Dataset content =
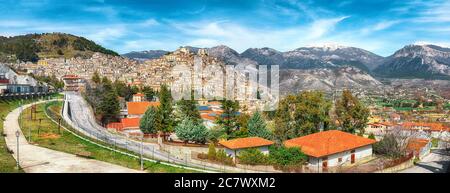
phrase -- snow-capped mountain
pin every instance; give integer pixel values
(417, 61)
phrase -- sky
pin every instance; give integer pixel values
(379, 26)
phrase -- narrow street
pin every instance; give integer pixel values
(435, 162)
(35, 159)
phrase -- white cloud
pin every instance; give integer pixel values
(322, 26)
(150, 22)
(441, 44)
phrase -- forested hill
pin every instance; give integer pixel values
(31, 47)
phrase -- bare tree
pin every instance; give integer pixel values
(395, 142)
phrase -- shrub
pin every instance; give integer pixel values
(212, 151)
(388, 146)
(284, 156)
(222, 157)
(253, 157)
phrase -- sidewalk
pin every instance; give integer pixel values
(34, 159)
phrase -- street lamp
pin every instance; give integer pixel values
(142, 159)
(17, 137)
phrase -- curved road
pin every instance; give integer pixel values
(82, 118)
(437, 161)
(35, 159)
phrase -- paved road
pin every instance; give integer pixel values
(437, 161)
(83, 119)
(34, 159)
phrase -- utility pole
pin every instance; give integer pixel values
(142, 157)
(39, 127)
(59, 125)
(17, 137)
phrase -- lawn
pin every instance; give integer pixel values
(7, 162)
(46, 134)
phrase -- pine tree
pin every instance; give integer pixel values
(351, 114)
(109, 107)
(257, 127)
(229, 117)
(96, 78)
(165, 110)
(149, 122)
(188, 130)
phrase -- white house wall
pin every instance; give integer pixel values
(333, 160)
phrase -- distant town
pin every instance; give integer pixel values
(127, 105)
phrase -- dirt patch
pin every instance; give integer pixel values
(49, 136)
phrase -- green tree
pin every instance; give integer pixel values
(109, 107)
(257, 127)
(301, 114)
(284, 119)
(212, 151)
(165, 110)
(228, 120)
(96, 78)
(188, 108)
(253, 156)
(311, 112)
(120, 88)
(188, 130)
(284, 156)
(149, 122)
(351, 113)
(148, 92)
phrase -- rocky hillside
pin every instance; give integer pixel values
(417, 61)
(31, 47)
(325, 79)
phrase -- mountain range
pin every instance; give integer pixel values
(320, 67)
(412, 61)
(32, 47)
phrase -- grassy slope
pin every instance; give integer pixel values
(50, 138)
(7, 162)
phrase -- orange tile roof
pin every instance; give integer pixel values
(214, 103)
(130, 122)
(387, 124)
(428, 126)
(247, 142)
(115, 125)
(328, 143)
(208, 117)
(139, 108)
(416, 145)
(139, 94)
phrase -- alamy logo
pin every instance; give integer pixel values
(254, 84)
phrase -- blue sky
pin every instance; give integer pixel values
(380, 26)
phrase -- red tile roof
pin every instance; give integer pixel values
(139, 94)
(416, 145)
(425, 126)
(139, 108)
(328, 143)
(247, 142)
(130, 122)
(208, 117)
(115, 125)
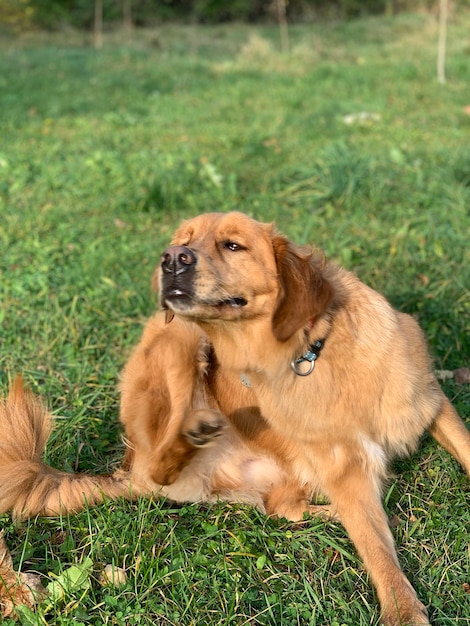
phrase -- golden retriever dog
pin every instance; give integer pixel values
(179, 445)
(339, 376)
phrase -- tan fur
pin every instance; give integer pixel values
(262, 300)
(179, 444)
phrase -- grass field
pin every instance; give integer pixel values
(101, 155)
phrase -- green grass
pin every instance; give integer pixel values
(101, 155)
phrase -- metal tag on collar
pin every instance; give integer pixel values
(310, 357)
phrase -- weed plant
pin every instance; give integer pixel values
(348, 143)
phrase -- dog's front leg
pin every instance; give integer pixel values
(355, 496)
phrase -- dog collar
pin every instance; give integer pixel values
(310, 356)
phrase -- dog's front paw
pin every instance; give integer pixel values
(202, 427)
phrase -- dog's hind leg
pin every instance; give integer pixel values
(449, 430)
(356, 497)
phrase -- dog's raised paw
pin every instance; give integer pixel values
(204, 426)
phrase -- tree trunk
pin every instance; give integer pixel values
(127, 14)
(98, 25)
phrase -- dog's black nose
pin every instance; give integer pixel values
(177, 259)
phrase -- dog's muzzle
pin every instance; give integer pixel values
(178, 259)
(177, 265)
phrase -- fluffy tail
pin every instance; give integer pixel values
(29, 487)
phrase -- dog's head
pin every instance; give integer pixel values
(230, 267)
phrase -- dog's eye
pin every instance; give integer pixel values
(233, 246)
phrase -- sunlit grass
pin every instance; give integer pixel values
(102, 154)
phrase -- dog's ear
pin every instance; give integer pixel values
(304, 294)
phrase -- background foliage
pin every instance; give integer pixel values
(54, 14)
(349, 143)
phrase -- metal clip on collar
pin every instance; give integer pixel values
(310, 356)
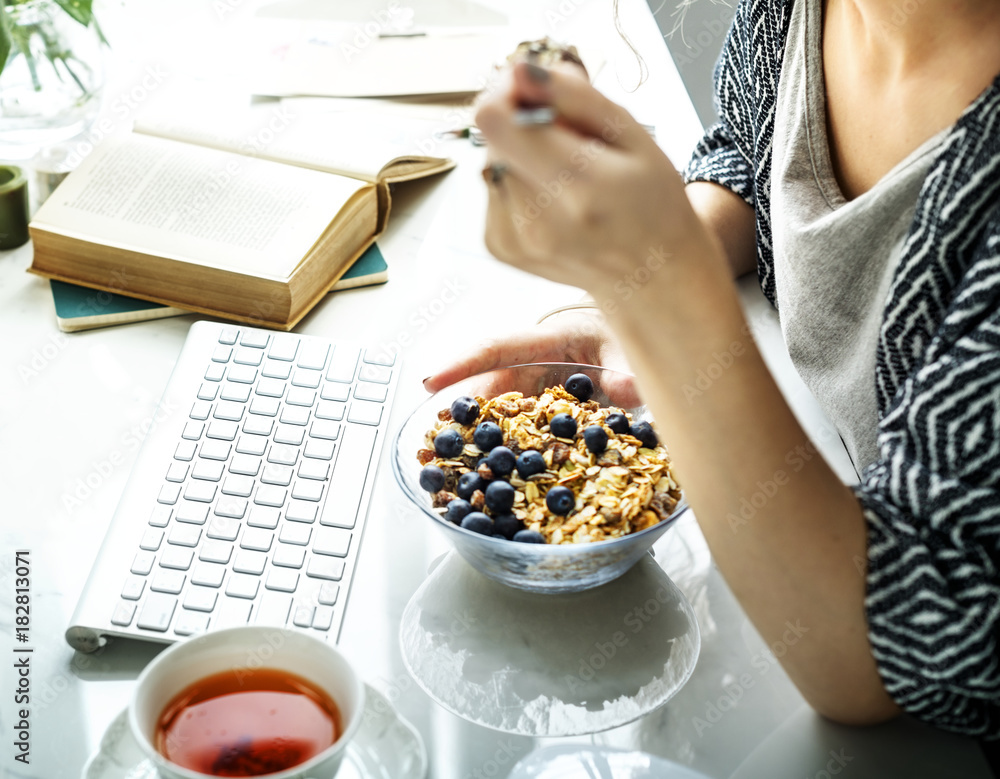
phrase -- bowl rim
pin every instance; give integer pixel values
(503, 543)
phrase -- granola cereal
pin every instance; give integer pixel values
(624, 488)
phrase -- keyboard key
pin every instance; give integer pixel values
(215, 551)
(255, 338)
(232, 612)
(267, 407)
(323, 618)
(200, 598)
(157, 612)
(283, 347)
(190, 623)
(241, 486)
(380, 357)
(307, 490)
(231, 506)
(302, 377)
(160, 516)
(208, 574)
(268, 495)
(151, 539)
(224, 431)
(238, 393)
(245, 464)
(208, 470)
(171, 582)
(227, 409)
(215, 450)
(299, 396)
(343, 363)
(301, 511)
(325, 567)
(282, 580)
(242, 586)
(192, 513)
(201, 491)
(134, 585)
(142, 563)
(365, 391)
(287, 556)
(328, 593)
(177, 558)
(256, 539)
(256, 425)
(273, 609)
(334, 391)
(244, 374)
(123, 614)
(169, 494)
(246, 356)
(362, 412)
(295, 415)
(376, 373)
(289, 434)
(319, 449)
(312, 354)
(295, 534)
(251, 444)
(263, 517)
(184, 535)
(332, 541)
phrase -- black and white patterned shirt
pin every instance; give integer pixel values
(932, 499)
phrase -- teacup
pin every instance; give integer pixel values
(240, 655)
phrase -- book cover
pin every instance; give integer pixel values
(82, 308)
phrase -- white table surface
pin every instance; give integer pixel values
(72, 405)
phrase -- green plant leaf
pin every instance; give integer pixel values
(81, 10)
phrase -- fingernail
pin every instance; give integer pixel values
(537, 73)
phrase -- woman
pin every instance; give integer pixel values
(857, 166)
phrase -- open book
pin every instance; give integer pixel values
(252, 218)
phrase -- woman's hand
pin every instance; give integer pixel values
(573, 336)
(584, 200)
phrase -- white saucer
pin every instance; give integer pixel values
(386, 747)
(549, 664)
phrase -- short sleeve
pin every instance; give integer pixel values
(932, 506)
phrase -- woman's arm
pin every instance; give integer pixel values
(791, 560)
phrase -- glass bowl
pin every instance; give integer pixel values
(533, 567)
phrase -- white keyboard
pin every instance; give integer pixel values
(248, 497)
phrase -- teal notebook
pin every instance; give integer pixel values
(82, 308)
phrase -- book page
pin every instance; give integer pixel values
(197, 205)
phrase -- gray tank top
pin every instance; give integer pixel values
(833, 259)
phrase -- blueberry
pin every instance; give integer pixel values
(580, 386)
(645, 433)
(595, 438)
(448, 443)
(529, 537)
(488, 435)
(457, 510)
(507, 525)
(560, 500)
(465, 410)
(499, 497)
(563, 426)
(618, 423)
(432, 478)
(468, 483)
(530, 463)
(478, 522)
(501, 461)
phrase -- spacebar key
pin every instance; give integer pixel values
(348, 481)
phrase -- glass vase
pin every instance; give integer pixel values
(50, 86)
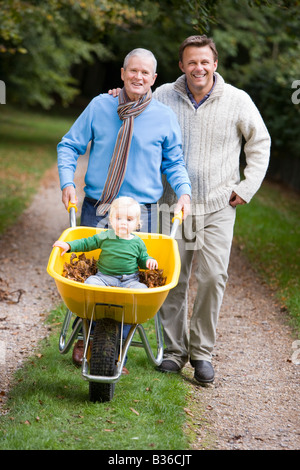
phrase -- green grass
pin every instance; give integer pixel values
(268, 230)
(28, 143)
(49, 406)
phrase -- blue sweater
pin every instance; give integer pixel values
(155, 149)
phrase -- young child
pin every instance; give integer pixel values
(122, 252)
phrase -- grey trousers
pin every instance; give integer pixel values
(207, 241)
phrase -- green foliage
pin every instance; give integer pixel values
(40, 41)
(268, 231)
(27, 149)
(259, 51)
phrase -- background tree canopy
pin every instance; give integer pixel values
(52, 51)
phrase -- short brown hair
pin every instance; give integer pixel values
(198, 41)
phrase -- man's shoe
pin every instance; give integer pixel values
(204, 371)
(168, 366)
(78, 351)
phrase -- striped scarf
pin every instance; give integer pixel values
(127, 111)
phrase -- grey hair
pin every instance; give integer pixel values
(140, 52)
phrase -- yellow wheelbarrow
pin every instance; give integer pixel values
(109, 308)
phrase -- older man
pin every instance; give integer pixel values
(134, 140)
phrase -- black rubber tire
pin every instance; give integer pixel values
(104, 358)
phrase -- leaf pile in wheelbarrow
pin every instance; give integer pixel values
(81, 267)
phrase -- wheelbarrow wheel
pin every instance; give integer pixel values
(104, 358)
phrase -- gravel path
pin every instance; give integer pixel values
(254, 402)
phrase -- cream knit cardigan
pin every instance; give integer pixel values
(212, 140)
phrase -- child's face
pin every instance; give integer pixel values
(124, 221)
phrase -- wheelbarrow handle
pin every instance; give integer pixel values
(72, 209)
(176, 221)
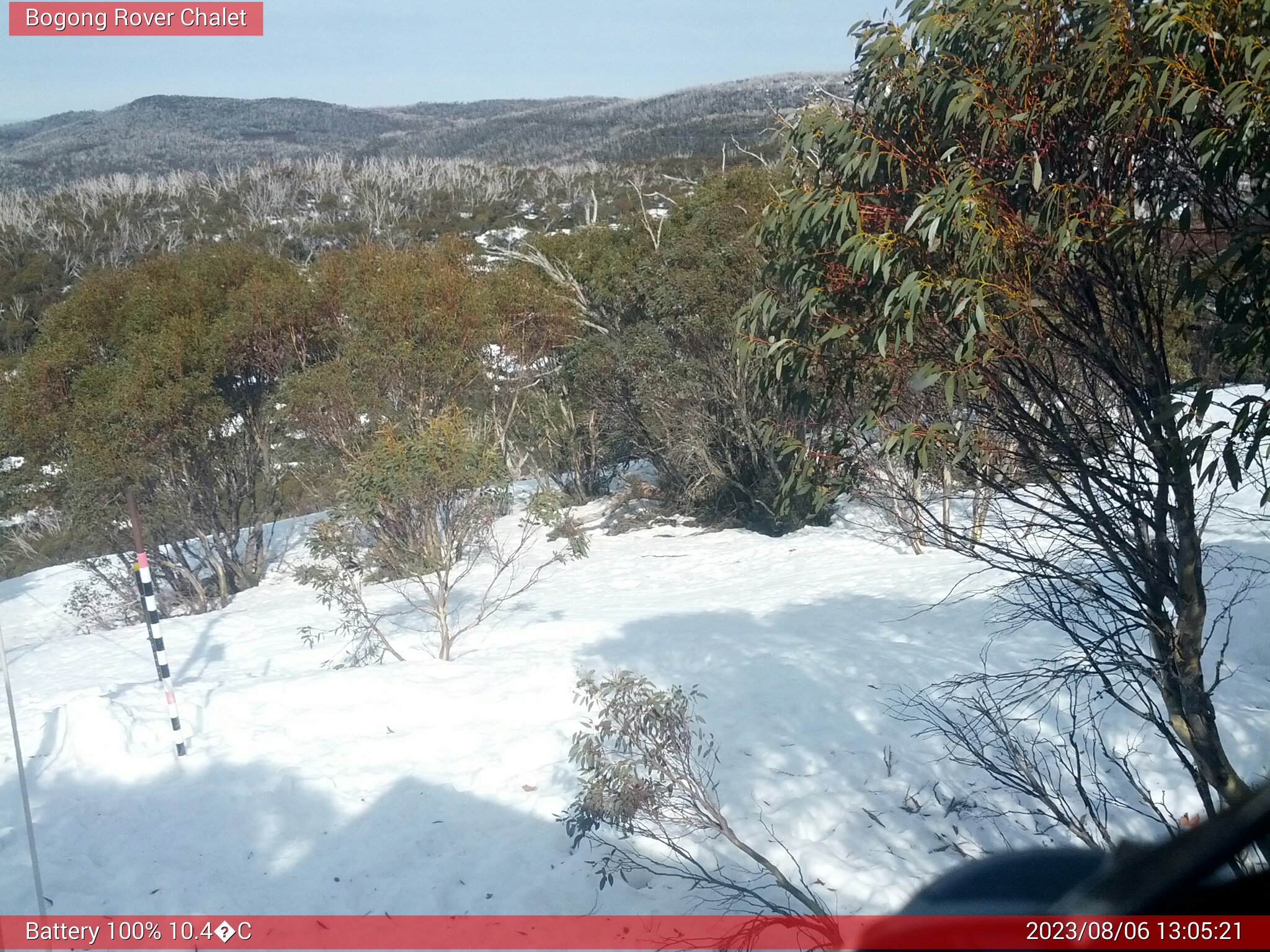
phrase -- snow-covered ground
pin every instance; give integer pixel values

Your task =
Repeat exactly the lines from the one containing "phrase -- striped scarf" to the last line of the records above, including both, and leave out any pictures.

Task output =
phrase -- striped scarf
pin every instance; give integer pixel values
(127, 111)
phrase -- grey hair
pin every instance; give integer pixel values
(140, 52)
phrase -- yellow wheelbarrow
pin every instance; give integer pixel values
(109, 308)
phrase -- older man
pin every instance; give integer pixel values
(134, 140)
phrase -- black rubber tire
pin every instance; give integer pixel values
(104, 358)
phrase -- leaf pile in wheelbarrow
pin every instance; give integer pixel values
(81, 267)
phrase -- wheelbarrow wheel
pin every instance; give integer pixel values
(104, 358)
phrase -- gravel path
pin every instance; give integer pixel values
(254, 402)
phrase -- cream knit cardigan
pin every instance; give integer pixel values
(212, 140)
phrase -- child's face
pin every instance; give integer pixel values
(124, 221)
phrase -- wheelbarrow handle
pin every instance; give integer pixel values
(72, 209)
(176, 221)
phrase -- snow-covered ground
pin every instance; give integer pixel values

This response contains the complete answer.